Source document:

+-------+

We then spent close to 4 hours in a Google Hangout with Achilleas, trying to figure out how this could be behave as expected within UE4. At around 4am I kinda passed out, but Achilleas soldiered on and shared the following video illustrating that the mechanic had been implemented successfully :
There appears to be a glitch in that, upon hitting a number of walls or generating enough debris, the destructability of the wall is confined to removing those fragments from the gamespace,
Either way, the effect is pretty cool to begin with and at least we're moving in the right direction :)
Next step is to begin considering test levels and playing around with a variety of effect to be applied to the gaze mechanic - perhaps a levitation and analogously gradual disassembly could look cool. Time will tell.
It's off to build assets and learn how to break them up :) See you all soon, and we're open to your suggestions and ideas.
Greetings and welcome to the first installment of the Thumblog!
Firstly, I must explain that I've been away from the site for some time primarily due to poor time management and a large amount of work that I loaded myself with. I was also kinda lost as to what I wanted to contribute to this online space and as such handed over the reins to my associate Frixos, who enriched it with his Living Tale concept (update on that coming shortly btw). I now have a clearer vision along with some more time (paradoxical, considering that I enrolled in an Architectural Engineering diploma) to start working on this site again.
Following recent discussions with friends (and hopefully, future associates :)), I was spurred to finally begin working on that game concept I initially had mentioned months ago.

+-------+

Recorded information:
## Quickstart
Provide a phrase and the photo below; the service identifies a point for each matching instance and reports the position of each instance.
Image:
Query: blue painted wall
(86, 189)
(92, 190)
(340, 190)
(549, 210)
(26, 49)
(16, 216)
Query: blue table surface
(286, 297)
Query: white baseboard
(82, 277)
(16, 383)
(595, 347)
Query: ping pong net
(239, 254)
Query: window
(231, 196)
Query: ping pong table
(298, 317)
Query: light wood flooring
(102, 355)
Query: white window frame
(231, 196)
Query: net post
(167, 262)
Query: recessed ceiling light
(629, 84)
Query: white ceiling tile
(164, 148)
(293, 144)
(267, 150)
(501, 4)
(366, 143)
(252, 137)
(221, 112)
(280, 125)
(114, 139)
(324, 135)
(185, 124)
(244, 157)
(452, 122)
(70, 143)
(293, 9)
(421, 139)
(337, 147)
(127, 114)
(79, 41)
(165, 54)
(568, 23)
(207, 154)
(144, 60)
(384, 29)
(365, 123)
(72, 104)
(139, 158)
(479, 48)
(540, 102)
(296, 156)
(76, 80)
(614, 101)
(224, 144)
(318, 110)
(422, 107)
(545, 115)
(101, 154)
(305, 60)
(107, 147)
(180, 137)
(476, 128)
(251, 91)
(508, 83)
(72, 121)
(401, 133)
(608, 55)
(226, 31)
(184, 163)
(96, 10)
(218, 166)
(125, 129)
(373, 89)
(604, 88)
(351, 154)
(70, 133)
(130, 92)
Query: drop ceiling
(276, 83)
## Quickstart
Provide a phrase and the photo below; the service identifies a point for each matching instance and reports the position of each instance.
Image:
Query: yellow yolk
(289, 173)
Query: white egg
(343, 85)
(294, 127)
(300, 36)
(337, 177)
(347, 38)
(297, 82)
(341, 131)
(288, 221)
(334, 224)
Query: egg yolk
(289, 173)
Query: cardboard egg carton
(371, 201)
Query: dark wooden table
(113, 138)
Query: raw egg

+-------+

Stated problem 1: Return the part of the game development blog post from "Next step is" to "Time will tell.", copied word for word.
Stated problem 2: Resume the game development blog post right after its last sentence.

Task result 1:
Next step is to begin considering test levels and playing around with a variety of effect to be applied to the gaze mechanic - perhaps a levitation and analogously gradual disassembly could look cool. Time will tell.

Task result 2:
That original concept was a 2D platformer with combat elements (Metroidvania I guess?) taking place in a world where cadavers are repurposed by strange little creatures into architectural constructs. That is still the long-term plan, but over the past few days, I've come to understand that I have a long way to go before I possess an adequate skill-set to bring that to fruition. Furthermore, at this point (and especially considering my recent university enrollment) I do not really have much of a budget to pay people to help out sooooo yeaaaa. Therefore, I will be trying to create smaller projects as I come to grips with the tools, while simultaneously generating a larger project brief for the aforementioned larger game.
Enter this blog.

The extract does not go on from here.